— Begin DATA TO PROCESS —

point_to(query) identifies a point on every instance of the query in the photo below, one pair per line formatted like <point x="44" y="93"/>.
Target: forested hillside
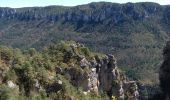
<point x="133" y="32"/>
<point x="63" y="71"/>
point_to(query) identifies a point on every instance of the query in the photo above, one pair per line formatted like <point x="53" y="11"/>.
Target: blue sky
<point x="30" y="3"/>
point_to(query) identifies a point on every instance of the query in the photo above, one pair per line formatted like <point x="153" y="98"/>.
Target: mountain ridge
<point x="133" y="32"/>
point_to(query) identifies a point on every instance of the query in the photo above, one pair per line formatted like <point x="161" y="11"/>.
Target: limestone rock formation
<point x="103" y="75"/>
<point x="164" y="74"/>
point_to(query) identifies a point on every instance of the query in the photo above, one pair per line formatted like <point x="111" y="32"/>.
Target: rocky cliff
<point x="103" y="75"/>
<point x="64" y="71"/>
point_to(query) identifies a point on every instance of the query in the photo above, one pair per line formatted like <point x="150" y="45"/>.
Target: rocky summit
<point x="133" y="32"/>
<point x="67" y="70"/>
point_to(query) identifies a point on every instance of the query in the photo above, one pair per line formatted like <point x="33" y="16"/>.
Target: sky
<point x="31" y="3"/>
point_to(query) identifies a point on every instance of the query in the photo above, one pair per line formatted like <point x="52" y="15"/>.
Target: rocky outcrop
<point x="164" y="74"/>
<point x="102" y="75"/>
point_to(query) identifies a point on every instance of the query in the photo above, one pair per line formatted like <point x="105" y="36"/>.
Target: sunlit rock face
<point x="165" y="72"/>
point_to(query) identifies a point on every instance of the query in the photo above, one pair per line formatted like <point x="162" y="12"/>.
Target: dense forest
<point x="134" y="32"/>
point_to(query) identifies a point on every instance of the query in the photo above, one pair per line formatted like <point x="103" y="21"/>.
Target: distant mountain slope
<point x="134" y="32"/>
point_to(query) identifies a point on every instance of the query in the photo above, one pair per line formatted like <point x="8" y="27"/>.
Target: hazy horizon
<point x="38" y="3"/>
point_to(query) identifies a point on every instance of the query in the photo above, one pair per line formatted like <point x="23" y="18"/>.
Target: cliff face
<point x="65" y="71"/>
<point x="103" y="75"/>
<point x="165" y="72"/>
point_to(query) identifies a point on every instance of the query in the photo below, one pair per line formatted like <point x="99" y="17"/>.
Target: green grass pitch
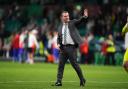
<point x="43" y="75"/>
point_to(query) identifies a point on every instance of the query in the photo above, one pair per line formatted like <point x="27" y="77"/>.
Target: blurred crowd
<point x="103" y="42"/>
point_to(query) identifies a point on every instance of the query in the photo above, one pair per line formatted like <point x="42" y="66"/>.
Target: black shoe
<point x="58" y="84"/>
<point x="82" y="82"/>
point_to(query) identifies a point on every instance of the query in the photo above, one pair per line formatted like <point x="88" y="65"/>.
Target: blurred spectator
<point x="32" y="45"/>
<point x="110" y="60"/>
<point x="15" y="46"/>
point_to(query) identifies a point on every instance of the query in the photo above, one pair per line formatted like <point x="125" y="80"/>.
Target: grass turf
<point x="42" y="76"/>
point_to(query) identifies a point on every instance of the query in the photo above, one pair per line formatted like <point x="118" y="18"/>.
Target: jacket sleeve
<point x="80" y="20"/>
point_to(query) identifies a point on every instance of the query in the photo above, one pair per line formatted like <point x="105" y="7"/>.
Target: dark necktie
<point x="65" y="33"/>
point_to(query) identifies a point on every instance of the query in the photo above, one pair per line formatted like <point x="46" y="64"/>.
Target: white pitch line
<point x="98" y="82"/>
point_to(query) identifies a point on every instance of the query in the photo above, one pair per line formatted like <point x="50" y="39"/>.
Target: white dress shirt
<point x="69" y="40"/>
<point x="126" y="40"/>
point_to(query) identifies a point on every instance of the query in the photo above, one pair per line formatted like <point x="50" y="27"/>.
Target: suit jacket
<point x="73" y="31"/>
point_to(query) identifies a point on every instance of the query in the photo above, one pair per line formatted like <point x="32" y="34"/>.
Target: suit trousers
<point x="68" y="52"/>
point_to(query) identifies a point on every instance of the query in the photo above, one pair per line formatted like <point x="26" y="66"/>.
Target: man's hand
<point x="86" y="12"/>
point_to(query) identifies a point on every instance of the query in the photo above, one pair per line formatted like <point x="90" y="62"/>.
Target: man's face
<point x="65" y="17"/>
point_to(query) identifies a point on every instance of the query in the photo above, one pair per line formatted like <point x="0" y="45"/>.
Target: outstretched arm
<point x="125" y="28"/>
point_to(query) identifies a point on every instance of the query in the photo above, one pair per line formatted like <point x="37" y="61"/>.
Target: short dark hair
<point x="64" y="12"/>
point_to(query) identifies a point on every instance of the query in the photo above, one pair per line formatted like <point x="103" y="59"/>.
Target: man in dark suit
<point x="68" y="41"/>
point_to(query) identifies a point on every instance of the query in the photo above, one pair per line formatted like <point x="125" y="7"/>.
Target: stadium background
<point x="105" y="17"/>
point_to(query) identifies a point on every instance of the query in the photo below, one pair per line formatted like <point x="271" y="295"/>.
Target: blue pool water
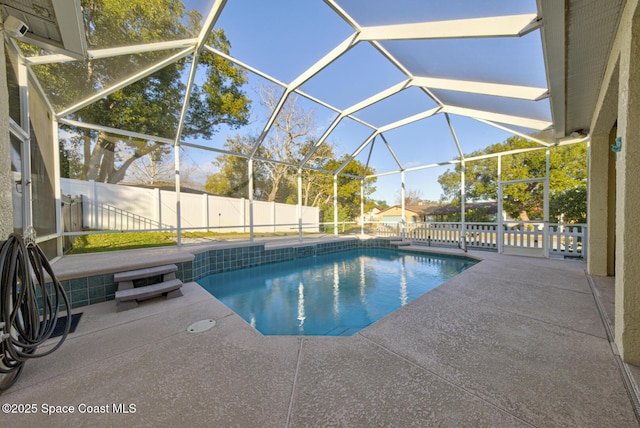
<point x="335" y="294"/>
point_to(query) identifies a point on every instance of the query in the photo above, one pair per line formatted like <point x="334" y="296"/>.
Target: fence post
<point x="93" y="203"/>
<point x="273" y="216"/>
<point x="157" y="207"/>
<point x="242" y="216"/>
<point x="205" y="210"/>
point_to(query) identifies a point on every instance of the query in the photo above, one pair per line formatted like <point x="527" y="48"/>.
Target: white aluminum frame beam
<point x="524" y="122"/>
<point x="71" y="25"/>
<point x="323" y="62"/>
<point x="123" y="83"/>
<point x="410" y="119"/>
<point x="113" y="52"/>
<point x="498" y="26"/>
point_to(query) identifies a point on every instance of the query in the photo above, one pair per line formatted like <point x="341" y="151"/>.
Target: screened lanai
<point x="163" y="115"/>
<point x="384" y="98"/>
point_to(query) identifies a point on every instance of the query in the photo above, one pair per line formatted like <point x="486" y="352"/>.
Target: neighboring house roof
<point x="446" y="209"/>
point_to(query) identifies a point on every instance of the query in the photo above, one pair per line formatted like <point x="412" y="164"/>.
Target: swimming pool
<point x="335" y="294"/>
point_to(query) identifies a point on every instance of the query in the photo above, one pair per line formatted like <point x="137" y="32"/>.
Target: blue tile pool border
<point x="88" y="290"/>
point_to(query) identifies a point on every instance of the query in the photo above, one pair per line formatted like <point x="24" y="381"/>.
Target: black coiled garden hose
<point x="22" y="327"/>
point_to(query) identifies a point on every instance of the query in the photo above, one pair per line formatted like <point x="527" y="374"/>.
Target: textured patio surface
<point x="511" y="342"/>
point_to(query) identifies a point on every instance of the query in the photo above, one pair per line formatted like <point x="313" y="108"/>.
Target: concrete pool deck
<point x="512" y="341"/>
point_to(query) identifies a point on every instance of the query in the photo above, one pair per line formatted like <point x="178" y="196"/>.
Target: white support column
<point x="205" y="211"/>
<point x="627" y="212"/>
<point x="250" y="172"/>
<point x="335" y="205"/>
<point x="7" y="182"/>
<point x="243" y="217"/>
<point x="402" y="196"/>
<point x="300" y="204"/>
<point x="274" y="216"/>
<point x="93" y="202"/>
<point x="545" y="209"/>
<point x="57" y="190"/>
<point x="27" y="194"/>
<point x="176" y="160"/>
<point x="500" y="231"/>
<point x="463" y="195"/>
<point x="361" y="207"/>
<point x="157" y="206"/>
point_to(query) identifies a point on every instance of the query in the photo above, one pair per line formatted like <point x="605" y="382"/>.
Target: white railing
<point x="564" y="239"/>
<point x="107" y="217"/>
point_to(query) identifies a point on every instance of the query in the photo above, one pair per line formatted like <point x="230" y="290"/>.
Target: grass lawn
<point x="121" y="241"/>
<point x="101" y="242"/>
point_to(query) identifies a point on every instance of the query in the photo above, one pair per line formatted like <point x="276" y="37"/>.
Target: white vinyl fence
<point x="564" y="239"/>
<point x="120" y="207"/>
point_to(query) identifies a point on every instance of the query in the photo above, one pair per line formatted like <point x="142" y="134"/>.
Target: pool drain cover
<point x="200" y="326"/>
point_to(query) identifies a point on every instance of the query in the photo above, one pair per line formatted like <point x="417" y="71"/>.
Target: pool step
<point x="128" y="295"/>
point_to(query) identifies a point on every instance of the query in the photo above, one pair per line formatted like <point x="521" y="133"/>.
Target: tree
<point x="151" y="105"/>
<point x="232" y="178"/>
<point x="522" y="200"/>
<point x="289" y="140"/>
<point x="570" y="206"/>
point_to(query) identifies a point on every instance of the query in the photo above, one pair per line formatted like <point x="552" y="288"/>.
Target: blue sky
<point x="283" y="38"/>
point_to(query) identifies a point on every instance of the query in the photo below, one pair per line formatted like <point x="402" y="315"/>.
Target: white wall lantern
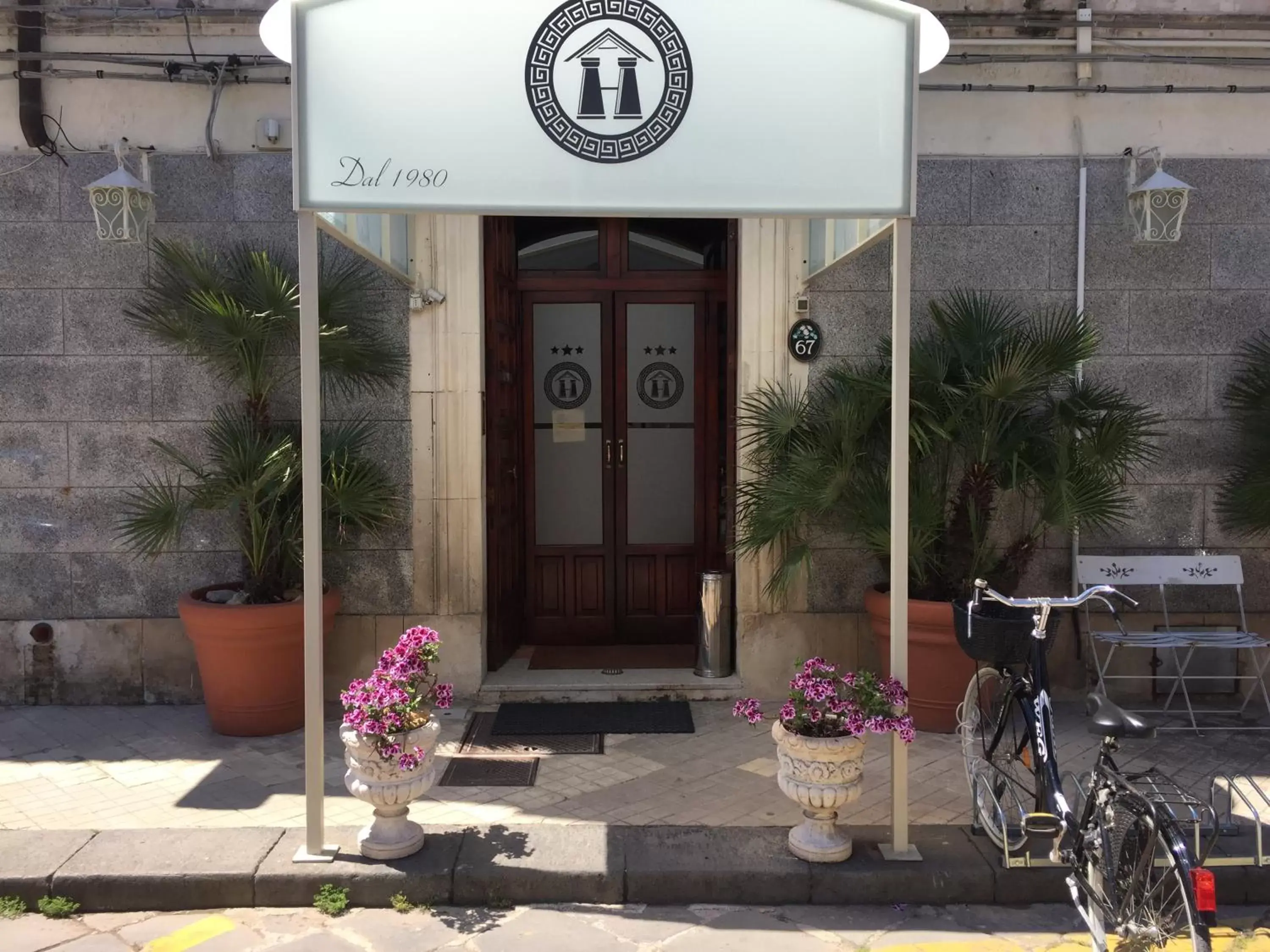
<point x="124" y="205"/>
<point x="1157" y="205"/>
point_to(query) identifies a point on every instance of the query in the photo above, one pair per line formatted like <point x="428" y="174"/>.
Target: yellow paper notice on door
<point x="568" y="427"/>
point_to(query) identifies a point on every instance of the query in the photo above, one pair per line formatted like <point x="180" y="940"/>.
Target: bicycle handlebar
<point x="1099" y="592"/>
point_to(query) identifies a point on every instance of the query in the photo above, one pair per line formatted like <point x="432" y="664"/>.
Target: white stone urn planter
<point x="821" y="775"/>
<point x="381" y="784"/>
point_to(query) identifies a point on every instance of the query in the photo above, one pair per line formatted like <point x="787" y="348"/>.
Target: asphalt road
<point x="896" y="928"/>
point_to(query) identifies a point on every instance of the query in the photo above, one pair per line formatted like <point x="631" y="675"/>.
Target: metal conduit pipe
<point x="1070" y="42"/>
<point x="1093" y="88"/>
<point x="1183" y="59"/>
<point x="158" y="61"/>
<point x="239" y="79"/>
<point x="31" y="93"/>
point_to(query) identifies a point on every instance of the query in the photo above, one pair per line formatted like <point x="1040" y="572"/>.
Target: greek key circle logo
<point x="660" y="385"/>
<point x="567" y="385"/>
<point x="609" y="80"/>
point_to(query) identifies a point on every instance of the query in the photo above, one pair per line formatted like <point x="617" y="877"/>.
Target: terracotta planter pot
<point x="938" y="668"/>
<point x="252" y="660"/>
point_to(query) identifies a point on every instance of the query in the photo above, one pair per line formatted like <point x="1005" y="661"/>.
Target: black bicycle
<point x="1133" y="872"/>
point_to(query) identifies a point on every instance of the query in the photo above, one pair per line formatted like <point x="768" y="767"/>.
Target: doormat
<point x="479" y="742"/>
<point x="491" y="772"/>
<point x="564" y="658"/>
<point x="595" y="718"/>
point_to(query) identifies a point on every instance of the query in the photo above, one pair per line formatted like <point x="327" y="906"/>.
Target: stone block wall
<point x="1171" y="318"/>
<point x="82" y="394"/>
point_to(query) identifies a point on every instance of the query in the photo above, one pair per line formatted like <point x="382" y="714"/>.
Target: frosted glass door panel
<point x="661" y="488"/>
<point x="568" y="440"/>
<point x="661" y="415"/>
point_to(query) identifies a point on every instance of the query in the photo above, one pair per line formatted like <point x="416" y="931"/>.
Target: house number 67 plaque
<point x="806" y="341"/>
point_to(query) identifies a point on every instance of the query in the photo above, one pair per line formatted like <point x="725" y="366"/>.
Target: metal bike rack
<point x="1203" y="823"/>
<point x="1256" y="800"/>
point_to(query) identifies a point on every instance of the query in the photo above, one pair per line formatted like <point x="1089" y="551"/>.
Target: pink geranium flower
<point x="398" y="696"/>
<point x="825" y="704"/>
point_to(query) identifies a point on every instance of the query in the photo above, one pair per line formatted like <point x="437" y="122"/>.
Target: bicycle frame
<point x="1030" y="691"/>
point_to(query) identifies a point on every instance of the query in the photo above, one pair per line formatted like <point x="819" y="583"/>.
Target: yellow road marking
<point x="1227" y="942"/>
<point x="192" y="935"/>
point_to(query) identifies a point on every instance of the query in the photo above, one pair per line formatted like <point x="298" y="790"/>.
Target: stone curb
<point x="503" y="865"/>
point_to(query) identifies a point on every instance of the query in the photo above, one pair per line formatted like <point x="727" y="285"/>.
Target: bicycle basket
<point x="999" y="634"/>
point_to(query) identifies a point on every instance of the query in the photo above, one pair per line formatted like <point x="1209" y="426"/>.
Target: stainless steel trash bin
<point x="714" y="626"/>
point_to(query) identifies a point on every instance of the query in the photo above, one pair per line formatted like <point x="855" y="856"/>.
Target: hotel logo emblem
<point x="609" y="80"/>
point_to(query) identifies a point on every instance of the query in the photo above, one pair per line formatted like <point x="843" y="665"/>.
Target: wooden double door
<point x="616" y="462"/>
<point x="610" y="427"/>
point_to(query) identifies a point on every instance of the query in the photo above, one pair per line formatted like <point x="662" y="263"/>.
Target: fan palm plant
<point x="997" y="412"/>
<point x="1244" y="501"/>
<point x="238" y="314"/>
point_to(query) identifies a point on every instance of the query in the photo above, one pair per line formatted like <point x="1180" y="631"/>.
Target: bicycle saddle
<point x="1109" y="720"/>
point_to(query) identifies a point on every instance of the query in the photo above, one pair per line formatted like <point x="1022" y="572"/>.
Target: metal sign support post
<point x="901" y="333"/>
<point x="314" y="851"/>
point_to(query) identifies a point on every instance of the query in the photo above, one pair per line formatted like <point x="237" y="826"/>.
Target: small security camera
<point x="426" y="299"/>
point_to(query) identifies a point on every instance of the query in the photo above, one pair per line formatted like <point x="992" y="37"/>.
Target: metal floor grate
<point x="478" y="742"/>
<point x="491" y="772"/>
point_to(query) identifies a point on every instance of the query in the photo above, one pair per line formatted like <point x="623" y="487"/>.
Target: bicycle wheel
<point x="1150" y="885"/>
<point x="1002" y="784"/>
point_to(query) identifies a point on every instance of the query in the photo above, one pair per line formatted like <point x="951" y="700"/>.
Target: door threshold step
<point x="648" y="685"/>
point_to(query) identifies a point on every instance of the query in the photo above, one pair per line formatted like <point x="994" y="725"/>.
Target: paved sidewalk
<point x="594" y="930"/>
<point x="152" y="767"/>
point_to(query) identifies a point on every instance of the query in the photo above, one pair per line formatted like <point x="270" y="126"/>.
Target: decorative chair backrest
<point x="1160" y="570"/>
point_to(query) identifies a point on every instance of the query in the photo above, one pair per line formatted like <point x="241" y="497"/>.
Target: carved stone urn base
<point x="381" y="784"/>
<point x="820" y="839"/>
<point x="390" y="836"/>
<point x="820" y="775"/>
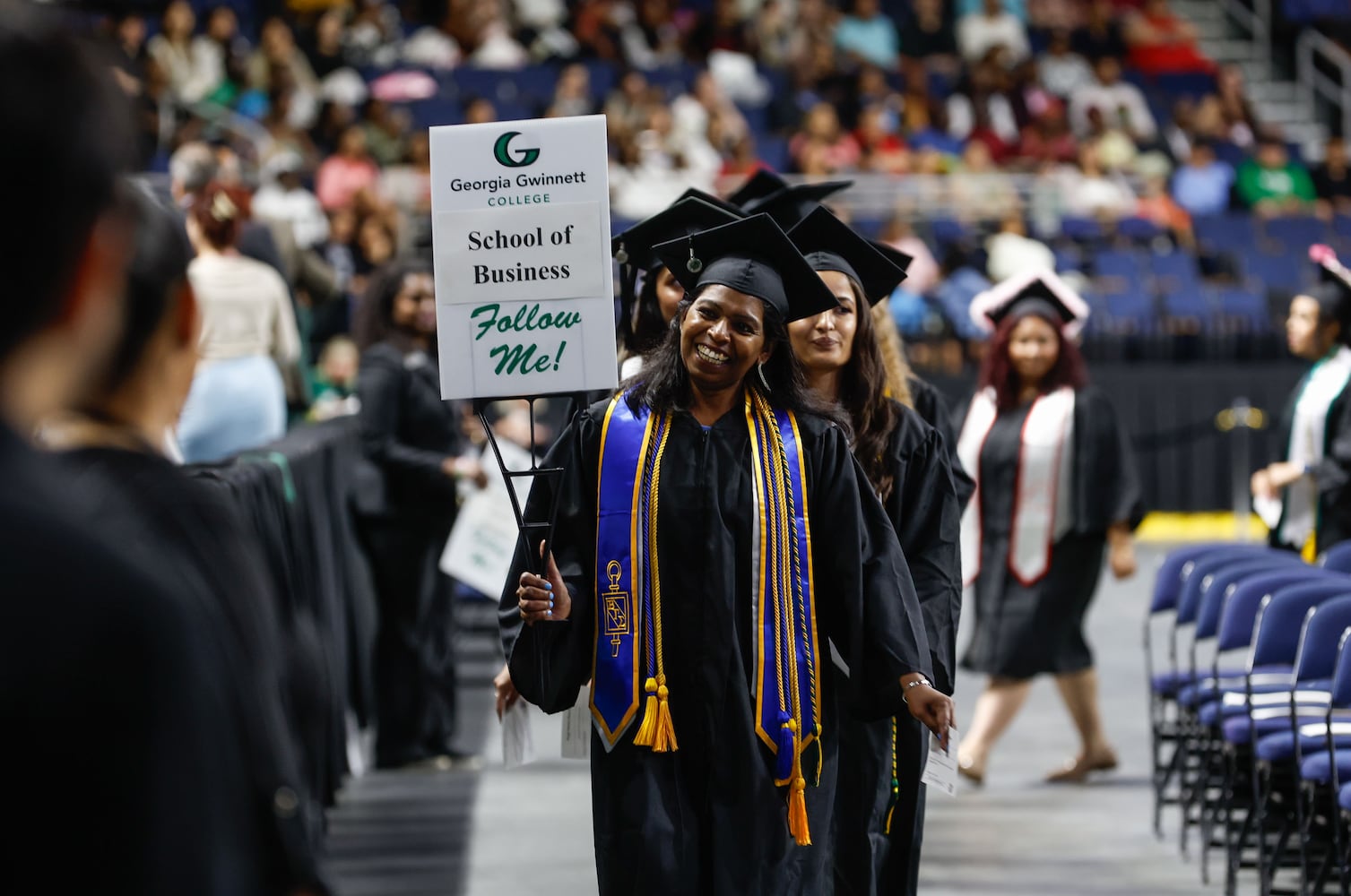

— End DATA TO PROCESS —

(PROBLEM DESCRIPTION) Collect every line from the source data above that contains the word "support", with case counting.

(RESULT OF THE EXERCISE)
Target: white support column
Target: metal sign support post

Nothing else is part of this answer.